### Lista de tareas
**a)** Extrae del relato sobre la mujer centenaria, sin cambiar nada, el fragmento que empieza con las palabras que contienen "Habló de su" y acaba con "mujer tan especial.".
**b)** Continúa el relato sobre la mujer centenaria a partir de su última oración.

### Texto
Habló de su infancia y de su madre. De su infancia dijo que “era feliz, jugaba mucho”. Tras la pregunta sobre si recordaba a su esposo a menudo, respondió entre risas: “No, casi no” ¿Estaba enamorada cuando se casó? Ella dijo: “Quizá, era bueno” y volvió a reír. Después cerró los ojos y dijo: “Últimamente sueño a mi madre, la sueño mucho, la veo clarita, como si estuviera aquí”. Al escucharla me pregunto qué representa soñar a tu madre a los cien años, verla nítida en esa memoria centenaria, qué sentimientos evocan esas imágenes; preguntas que no tendrían respuesta, pero siempre aguardarían mi propio recuerdo de esa mujer tan especial.

### Datos registrados
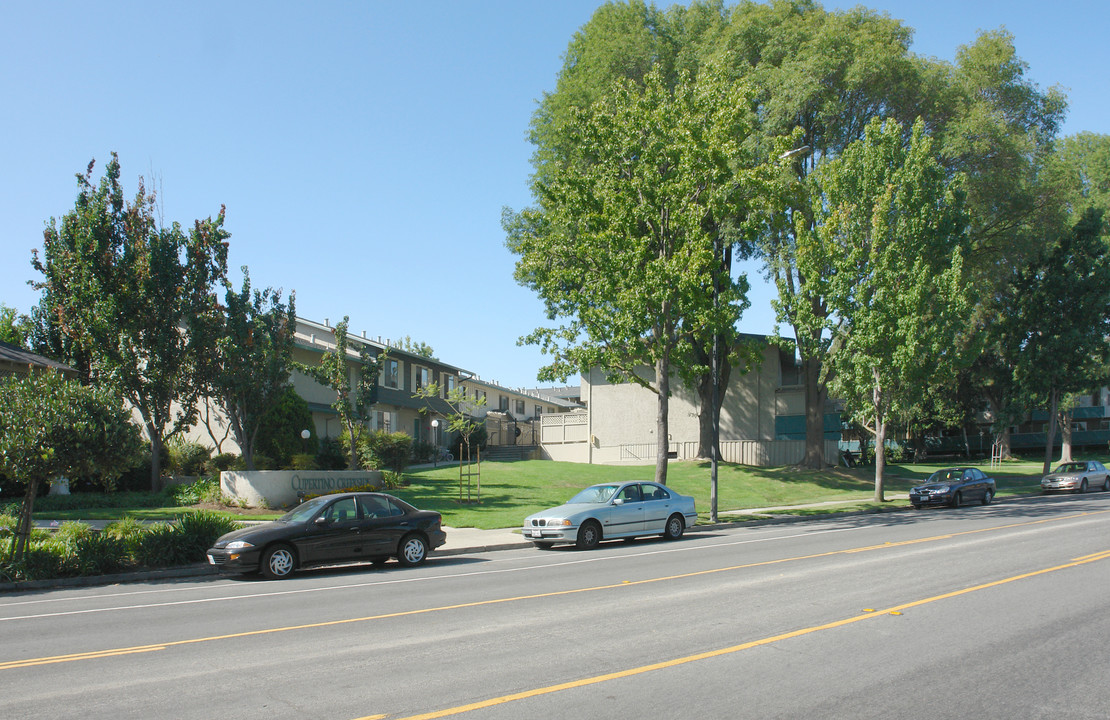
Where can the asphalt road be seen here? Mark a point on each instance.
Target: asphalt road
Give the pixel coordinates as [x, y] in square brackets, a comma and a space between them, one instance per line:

### Respuestas por tarea
**a)**
Habló de su infancia y de su madre. De su infancia dijo que “era feliz, jugaba mucho”. Tras la pregunta sobre si recordaba a su esposo a menudo, respondió entre risas: “No, casi no” ¿Estaba enamorada cuando se casó? Ella dijo: “Quizá, era bueno” y volvió a reír. Después cerró los ojos y dijo: “Últimamente sueño a mi madre, la sueño mucho, la veo clarita, como si estuviera aquí”. Al escucharla me pregunto qué representa soñar a tu madre a los cien años, verla nítida en esa memoria centenaria, qué sentimientos evocan esas imágenes; preguntas que no tendrían respuesta, pero siempre aguardarían mi propio recuerdo de esa mujer tan especial.

**b)**
El fotógrafo de mi equipo tenía mucha curiosidad por saber en qué se basaba su alimentación, y la respuesta de Doña Amalia nos sorprendió, ya que ella dijo: “Frijolitos recién cocidos, sopita. Fíjate, yo casi nunca he comido carne, a mí me gustan mucho los frijolitos, y me gusta cocerlos en leña, aquí atrás. Le encargo a mi hijo leña y él me la trae”. Además nos dijo que ella misma cocinaba la mayoría de las veces, también agregó: “Yo siempre he comido bien, allá en Michoacán teníamos vacas, caminaba dos cerros y me tomaba un litro de avena con la leche que ordeñaba en la mañana. Ahorita yo me digo:“No, si estás pobre es porque quieres, por floja, porque puedes hacer dulce de leche y vender”, yo me enseñé desde chiquita a trabajar, vendía cazuelitas de barro y se me llenaba el pañuelo de monedas, me enseñé a siempre traer dinero en la bolsa, después vendía comida, siempre vendí comida”.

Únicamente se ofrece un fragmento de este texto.